EXERCISE PROMPT |
Check each line of the entries below for the string "with"; copy every line where it appears.

Referring expression pointing data
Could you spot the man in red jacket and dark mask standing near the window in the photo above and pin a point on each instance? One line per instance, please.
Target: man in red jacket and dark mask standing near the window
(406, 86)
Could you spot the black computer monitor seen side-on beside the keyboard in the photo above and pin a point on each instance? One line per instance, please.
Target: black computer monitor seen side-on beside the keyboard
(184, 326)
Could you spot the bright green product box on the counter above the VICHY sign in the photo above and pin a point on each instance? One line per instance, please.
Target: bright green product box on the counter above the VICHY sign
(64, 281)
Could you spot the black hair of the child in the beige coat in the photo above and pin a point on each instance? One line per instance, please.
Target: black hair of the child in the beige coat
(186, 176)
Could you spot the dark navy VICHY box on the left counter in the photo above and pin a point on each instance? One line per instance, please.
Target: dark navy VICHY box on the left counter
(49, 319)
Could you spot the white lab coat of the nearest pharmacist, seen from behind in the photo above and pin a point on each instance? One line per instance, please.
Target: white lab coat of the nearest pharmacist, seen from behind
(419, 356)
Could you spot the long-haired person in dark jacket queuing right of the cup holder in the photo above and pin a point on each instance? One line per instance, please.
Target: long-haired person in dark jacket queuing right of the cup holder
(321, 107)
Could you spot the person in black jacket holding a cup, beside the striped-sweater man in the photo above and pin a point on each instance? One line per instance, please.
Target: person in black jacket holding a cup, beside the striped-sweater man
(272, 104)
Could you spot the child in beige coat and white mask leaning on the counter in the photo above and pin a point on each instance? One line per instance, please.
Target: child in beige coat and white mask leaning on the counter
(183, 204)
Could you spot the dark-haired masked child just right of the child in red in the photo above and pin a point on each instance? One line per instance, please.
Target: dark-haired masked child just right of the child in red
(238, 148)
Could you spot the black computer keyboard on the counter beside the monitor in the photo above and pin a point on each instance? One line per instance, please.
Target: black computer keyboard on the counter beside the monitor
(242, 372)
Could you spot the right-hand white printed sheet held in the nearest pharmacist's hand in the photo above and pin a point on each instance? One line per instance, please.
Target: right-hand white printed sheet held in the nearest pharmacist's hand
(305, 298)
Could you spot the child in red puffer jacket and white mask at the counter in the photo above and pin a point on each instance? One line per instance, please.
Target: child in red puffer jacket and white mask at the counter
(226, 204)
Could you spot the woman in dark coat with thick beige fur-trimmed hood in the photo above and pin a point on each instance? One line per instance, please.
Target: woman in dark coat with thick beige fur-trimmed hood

WRITTEN RESPONSE |
Could you spot the woman in dark coat with thick beige fur-trimmed hood in the photo above and pin a point on each instance? One line per instance, please.
Target: woman in dark coat with thick beige fur-trimmed hood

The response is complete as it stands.